Image location labeling entries:
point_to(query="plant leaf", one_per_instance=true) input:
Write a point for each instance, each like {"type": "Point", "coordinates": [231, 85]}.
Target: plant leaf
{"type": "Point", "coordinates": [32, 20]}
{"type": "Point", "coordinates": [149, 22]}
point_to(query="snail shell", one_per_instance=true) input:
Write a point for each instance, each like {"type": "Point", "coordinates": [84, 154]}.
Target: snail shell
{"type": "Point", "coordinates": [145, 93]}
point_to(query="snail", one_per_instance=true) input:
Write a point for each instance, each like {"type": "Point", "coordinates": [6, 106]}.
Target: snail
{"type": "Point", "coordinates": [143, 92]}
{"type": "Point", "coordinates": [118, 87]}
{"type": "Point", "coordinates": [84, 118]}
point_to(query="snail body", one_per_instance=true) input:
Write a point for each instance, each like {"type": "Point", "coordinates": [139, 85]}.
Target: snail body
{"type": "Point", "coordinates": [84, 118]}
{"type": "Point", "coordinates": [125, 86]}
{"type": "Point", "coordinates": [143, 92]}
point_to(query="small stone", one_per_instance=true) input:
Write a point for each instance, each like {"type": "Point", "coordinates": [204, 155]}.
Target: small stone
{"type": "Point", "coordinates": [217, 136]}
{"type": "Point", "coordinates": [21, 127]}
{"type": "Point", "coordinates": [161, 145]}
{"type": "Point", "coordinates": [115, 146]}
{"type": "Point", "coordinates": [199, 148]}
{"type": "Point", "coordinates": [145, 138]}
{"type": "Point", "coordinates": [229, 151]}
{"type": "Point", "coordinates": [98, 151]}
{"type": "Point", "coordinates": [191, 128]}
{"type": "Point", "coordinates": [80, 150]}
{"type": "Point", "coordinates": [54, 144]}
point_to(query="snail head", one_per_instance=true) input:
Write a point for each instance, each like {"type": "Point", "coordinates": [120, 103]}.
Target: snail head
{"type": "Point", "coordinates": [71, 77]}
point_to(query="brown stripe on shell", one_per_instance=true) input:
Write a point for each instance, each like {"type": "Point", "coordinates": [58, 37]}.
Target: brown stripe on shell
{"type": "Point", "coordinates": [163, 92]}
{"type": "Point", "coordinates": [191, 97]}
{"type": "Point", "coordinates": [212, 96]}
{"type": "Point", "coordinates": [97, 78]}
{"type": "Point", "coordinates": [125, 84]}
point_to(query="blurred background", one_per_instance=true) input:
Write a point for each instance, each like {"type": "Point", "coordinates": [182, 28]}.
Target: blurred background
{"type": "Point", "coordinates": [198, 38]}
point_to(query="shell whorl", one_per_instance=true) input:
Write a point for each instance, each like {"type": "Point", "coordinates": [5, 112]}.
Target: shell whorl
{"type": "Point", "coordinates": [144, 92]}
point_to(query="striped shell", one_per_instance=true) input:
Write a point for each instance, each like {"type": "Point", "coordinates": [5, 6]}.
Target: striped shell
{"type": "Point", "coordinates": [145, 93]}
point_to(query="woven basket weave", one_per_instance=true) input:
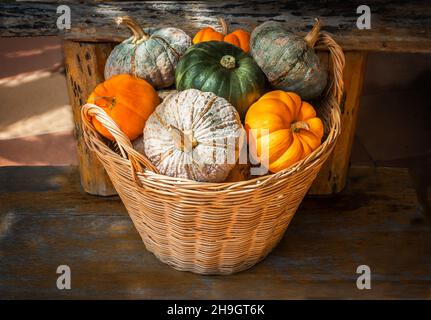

◆ TASK DESCRIPTION:
Pick out every line of the items above that contains the string "whorl", and copy each one. Uppercase and lowercase letters count as different.

◆ EXERCISE OUTPUT:
point_to(query="shell whorl", one_per_instance=true) input:
Target: shell whorl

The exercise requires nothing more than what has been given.